**Task objective**
Using the entries that follow, establish how many lines contain the word "span" and give only that figure.

# # #

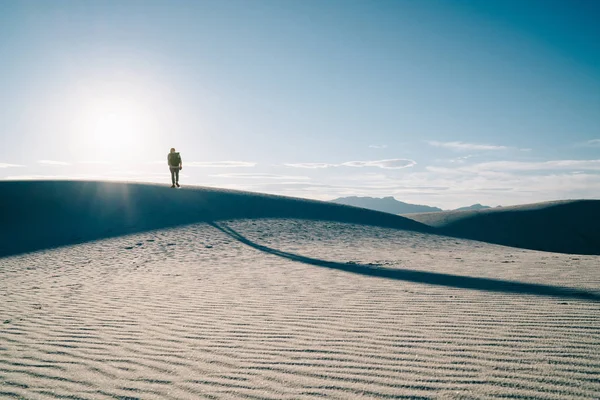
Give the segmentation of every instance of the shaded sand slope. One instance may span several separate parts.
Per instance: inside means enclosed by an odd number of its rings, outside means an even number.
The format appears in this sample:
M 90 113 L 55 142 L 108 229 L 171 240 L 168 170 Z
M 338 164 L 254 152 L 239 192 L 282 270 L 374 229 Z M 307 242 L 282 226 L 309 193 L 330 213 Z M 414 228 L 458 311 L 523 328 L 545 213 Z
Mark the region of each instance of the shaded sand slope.
M 119 182 L 0 182 L 0 256 L 236 218 L 300 218 L 432 231 L 377 211 L 240 191 Z
M 298 219 L 4 257 L 0 398 L 597 399 L 598 259 Z
M 600 200 L 406 215 L 443 235 L 524 249 L 600 255 Z

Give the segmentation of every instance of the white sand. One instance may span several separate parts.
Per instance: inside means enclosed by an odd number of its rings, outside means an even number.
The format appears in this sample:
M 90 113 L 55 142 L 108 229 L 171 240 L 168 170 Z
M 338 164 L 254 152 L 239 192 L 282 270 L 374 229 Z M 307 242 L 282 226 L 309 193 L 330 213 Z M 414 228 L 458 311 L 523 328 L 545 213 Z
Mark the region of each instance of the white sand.
M 336 222 L 219 224 L 359 271 L 600 295 L 598 256 Z M 0 258 L 2 322 L 6 398 L 600 398 L 597 298 L 324 268 L 204 223 Z

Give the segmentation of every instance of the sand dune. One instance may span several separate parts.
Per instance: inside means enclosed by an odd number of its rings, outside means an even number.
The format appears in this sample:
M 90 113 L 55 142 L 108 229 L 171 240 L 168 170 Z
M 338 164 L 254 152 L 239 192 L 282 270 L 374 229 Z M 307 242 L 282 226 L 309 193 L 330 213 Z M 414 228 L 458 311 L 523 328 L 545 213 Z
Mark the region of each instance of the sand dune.
M 429 232 L 419 222 L 314 200 L 223 189 L 85 182 L 0 182 L 0 256 L 237 218 L 301 218 Z
M 443 235 L 524 249 L 600 255 L 600 200 L 406 215 Z
M 300 218 L 429 232 L 511 247 L 600 255 L 600 200 L 478 211 L 390 214 L 213 188 L 39 181 L 0 182 L 0 256 L 201 221 Z
M 0 398 L 600 393 L 598 256 L 275 196 L 3 185 Z

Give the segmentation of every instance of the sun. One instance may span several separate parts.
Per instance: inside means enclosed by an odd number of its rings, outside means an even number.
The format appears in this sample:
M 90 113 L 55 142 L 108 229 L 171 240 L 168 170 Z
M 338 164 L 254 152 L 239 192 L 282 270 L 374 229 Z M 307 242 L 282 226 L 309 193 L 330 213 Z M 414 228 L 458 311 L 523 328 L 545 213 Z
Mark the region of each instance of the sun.
M 95 147 L 116 150 L 128 146 L 139 135 L 139 121 L 131 110 L 106 110 L 90 121 L 88 140 Z
M 87 159 L 110 162 L 141 157 L 151 142 L 151 120 L 151 113 L 133 99 L 94 99 L 76 116 L 77 152 Z

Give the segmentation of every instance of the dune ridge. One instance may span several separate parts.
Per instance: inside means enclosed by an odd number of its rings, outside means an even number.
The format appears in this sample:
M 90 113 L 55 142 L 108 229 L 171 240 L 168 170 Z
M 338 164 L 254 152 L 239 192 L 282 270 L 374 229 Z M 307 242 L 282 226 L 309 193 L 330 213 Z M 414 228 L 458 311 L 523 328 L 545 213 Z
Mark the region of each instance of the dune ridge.
M 202 221 L 300 218 L 431 232 L 344 205 L 206 187 L 102 181 L 0 182 L 0 256 Z
M 600 255 L 600 200 L 395 216 L 206 187 L 102 181 L 0 182 L 0 256 L 196 222 L 299 218 L 435 233 L 531 250 Z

# # #

**Task response**
5